(DATA EXTRACT Opens)

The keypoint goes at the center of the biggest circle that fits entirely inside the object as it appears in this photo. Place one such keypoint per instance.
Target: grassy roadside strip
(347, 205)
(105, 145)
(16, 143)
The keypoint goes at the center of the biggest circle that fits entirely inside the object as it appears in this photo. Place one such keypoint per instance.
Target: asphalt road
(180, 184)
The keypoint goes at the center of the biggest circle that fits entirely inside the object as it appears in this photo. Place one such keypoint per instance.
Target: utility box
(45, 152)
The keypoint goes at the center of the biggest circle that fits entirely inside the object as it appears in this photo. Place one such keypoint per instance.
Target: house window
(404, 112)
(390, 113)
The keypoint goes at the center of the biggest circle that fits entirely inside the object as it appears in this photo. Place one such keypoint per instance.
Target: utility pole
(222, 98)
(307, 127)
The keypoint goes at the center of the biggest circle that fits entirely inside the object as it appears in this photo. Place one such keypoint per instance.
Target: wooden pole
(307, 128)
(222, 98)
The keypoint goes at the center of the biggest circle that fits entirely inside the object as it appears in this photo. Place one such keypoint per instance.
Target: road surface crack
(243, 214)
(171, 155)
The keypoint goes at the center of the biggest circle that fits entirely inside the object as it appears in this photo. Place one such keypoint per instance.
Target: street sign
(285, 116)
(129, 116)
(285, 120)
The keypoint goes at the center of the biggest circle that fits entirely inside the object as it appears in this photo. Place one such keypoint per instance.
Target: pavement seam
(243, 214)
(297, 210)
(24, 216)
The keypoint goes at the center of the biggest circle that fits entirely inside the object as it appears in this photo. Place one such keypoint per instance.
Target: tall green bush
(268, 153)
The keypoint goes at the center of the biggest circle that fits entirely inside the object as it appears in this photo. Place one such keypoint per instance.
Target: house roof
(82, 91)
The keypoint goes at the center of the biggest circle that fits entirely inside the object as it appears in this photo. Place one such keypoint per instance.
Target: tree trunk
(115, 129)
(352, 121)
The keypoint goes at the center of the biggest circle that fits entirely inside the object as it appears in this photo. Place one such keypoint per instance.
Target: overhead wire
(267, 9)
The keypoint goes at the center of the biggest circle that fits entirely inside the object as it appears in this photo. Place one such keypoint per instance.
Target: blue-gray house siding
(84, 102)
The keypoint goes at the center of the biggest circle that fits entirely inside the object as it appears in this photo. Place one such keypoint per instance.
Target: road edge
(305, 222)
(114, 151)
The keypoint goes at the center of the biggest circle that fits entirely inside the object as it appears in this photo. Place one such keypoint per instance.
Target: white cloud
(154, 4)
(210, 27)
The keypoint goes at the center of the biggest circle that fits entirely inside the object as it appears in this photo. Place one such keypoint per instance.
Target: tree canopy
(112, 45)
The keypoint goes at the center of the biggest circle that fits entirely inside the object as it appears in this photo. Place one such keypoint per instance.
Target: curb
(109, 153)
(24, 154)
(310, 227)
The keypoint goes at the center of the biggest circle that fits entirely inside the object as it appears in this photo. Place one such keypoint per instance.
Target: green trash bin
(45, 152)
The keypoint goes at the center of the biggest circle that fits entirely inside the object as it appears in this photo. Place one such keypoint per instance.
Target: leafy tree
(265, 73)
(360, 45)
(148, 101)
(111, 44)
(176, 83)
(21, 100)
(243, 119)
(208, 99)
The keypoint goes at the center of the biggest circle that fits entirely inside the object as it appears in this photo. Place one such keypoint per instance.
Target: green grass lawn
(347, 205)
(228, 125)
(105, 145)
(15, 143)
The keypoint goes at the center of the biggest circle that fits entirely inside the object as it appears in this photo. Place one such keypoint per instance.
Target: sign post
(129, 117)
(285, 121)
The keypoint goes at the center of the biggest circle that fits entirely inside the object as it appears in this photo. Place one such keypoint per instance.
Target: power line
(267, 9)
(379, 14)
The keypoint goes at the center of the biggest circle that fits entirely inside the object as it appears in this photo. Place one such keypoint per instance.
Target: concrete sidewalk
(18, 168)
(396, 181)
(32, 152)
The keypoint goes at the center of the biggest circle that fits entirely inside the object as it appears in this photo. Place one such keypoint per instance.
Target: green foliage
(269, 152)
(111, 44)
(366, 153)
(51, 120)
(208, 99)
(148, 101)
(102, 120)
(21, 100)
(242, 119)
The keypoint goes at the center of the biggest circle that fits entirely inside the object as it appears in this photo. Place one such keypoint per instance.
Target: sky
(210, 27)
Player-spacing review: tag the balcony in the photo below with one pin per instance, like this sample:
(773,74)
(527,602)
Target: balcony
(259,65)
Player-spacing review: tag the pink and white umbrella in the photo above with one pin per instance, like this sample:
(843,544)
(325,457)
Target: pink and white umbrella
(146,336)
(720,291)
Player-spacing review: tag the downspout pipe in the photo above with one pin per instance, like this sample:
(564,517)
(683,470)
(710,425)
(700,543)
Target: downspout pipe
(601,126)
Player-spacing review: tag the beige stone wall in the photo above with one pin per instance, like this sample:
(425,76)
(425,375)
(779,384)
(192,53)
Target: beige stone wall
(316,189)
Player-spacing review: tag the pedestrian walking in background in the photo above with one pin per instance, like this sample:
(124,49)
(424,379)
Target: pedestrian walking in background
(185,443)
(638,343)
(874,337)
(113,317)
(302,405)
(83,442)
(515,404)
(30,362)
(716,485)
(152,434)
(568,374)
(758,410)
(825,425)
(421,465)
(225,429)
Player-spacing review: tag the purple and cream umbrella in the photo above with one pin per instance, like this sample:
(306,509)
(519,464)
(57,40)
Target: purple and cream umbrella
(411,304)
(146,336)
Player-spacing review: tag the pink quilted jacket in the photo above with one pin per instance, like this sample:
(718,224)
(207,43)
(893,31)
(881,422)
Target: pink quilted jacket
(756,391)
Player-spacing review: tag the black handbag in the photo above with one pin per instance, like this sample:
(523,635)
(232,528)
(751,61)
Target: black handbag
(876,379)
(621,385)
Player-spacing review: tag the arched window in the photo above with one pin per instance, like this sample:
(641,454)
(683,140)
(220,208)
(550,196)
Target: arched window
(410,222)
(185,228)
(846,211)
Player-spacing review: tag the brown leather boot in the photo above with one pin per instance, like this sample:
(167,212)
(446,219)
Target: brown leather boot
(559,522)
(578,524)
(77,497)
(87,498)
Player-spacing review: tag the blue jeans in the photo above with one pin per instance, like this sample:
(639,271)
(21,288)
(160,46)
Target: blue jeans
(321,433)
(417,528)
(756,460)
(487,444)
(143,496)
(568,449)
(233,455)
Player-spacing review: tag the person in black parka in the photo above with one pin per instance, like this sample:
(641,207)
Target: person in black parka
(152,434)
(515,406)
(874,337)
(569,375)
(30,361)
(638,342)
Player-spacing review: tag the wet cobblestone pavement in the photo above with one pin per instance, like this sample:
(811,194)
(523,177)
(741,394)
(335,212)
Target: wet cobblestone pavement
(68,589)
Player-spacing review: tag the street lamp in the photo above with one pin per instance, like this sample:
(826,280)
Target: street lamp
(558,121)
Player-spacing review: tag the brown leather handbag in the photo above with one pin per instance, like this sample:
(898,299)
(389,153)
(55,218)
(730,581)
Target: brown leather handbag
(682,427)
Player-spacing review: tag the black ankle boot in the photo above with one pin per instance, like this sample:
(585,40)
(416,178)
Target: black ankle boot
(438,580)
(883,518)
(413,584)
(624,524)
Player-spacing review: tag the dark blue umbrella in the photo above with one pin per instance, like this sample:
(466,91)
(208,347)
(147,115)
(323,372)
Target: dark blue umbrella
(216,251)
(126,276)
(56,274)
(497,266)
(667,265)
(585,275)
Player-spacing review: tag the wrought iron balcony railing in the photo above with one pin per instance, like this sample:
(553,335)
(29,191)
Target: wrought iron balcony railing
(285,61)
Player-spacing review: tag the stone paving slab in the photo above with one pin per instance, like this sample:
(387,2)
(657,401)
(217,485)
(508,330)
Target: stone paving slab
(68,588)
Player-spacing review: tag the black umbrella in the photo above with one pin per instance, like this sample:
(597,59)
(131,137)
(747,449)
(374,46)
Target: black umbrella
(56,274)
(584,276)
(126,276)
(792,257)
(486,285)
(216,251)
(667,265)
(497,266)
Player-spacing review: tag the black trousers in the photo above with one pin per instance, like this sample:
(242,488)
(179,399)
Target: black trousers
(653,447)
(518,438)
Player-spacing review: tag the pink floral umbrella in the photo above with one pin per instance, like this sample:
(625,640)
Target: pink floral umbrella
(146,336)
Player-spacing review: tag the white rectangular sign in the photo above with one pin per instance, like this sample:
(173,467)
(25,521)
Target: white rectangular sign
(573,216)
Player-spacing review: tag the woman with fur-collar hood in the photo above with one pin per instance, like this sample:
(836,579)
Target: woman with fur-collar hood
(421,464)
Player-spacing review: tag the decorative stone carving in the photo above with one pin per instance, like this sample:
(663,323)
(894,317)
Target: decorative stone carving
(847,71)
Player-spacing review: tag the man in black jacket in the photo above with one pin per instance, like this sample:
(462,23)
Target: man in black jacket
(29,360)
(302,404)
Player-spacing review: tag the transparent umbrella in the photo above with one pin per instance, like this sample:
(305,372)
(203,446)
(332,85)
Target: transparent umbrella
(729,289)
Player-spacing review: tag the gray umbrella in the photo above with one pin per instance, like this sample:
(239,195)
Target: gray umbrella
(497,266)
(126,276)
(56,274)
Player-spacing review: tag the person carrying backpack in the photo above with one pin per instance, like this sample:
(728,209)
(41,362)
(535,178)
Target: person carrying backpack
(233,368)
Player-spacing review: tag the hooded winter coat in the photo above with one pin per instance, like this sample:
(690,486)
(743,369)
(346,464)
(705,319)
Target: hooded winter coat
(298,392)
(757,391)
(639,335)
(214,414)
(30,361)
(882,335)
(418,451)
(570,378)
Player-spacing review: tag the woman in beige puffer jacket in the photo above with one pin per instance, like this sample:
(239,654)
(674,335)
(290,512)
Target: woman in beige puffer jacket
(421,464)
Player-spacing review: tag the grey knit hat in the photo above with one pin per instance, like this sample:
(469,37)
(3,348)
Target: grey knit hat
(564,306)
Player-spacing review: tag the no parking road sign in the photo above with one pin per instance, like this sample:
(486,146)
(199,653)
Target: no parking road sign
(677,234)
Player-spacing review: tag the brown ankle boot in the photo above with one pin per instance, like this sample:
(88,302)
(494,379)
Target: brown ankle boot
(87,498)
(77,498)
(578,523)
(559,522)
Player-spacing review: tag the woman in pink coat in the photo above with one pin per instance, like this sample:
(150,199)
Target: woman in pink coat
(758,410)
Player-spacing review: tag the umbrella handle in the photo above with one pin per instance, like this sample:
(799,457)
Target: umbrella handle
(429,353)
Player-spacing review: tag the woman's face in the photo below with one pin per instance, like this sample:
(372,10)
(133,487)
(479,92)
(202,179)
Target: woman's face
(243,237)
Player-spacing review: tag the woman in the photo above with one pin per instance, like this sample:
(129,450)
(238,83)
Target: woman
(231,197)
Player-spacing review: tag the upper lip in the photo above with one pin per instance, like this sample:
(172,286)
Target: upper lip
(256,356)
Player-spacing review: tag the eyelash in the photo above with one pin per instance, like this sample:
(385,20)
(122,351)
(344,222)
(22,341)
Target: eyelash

(DATA EXTRACT Closes)

=== REQUIRED ACTION ===
Leaving out all lines before the one containing "Target: brown ankle boot", copy that line and the rest through the end of the listing above exactly.

=== TASK SOLUTION ===
Target: brown ankle boot
(87,498)
(77,498)
(578,523)
(559,522)
Player-spacing review: tag the woman in pink coat in the photo above with one pin per instance, like this sample:
(150,199)
Target: woman in pink coat
(758,410)
Player-spacing review: tag the umbrella handle in the photo above with one pin per instance, like this sample:
(799,457)
Target: umbrella handle
(429,353)
Player-spacing review: tag the woman's face in the photo below with one pin per instance, like this sample:
(372,10)
(133,487)
(479,92)
(202,179)
Target: woman's face
(243,237)
Player-spacing review: tag the woman in the photo above with one pin per instance, like this sample:
(129,450)
(238,83)
Target: woman
(231,197)
Player-spacing review: tag the upper lip in the photo above with one pin per instance, like this sample:
(172,286)
Target: upper lip
(256,356)
Player-spacing review: tag the eyelash in the photo above with one pin per instance, like this sample:
(385,20)
(122,351)
(344,222)
(22,341)
Target: eyelash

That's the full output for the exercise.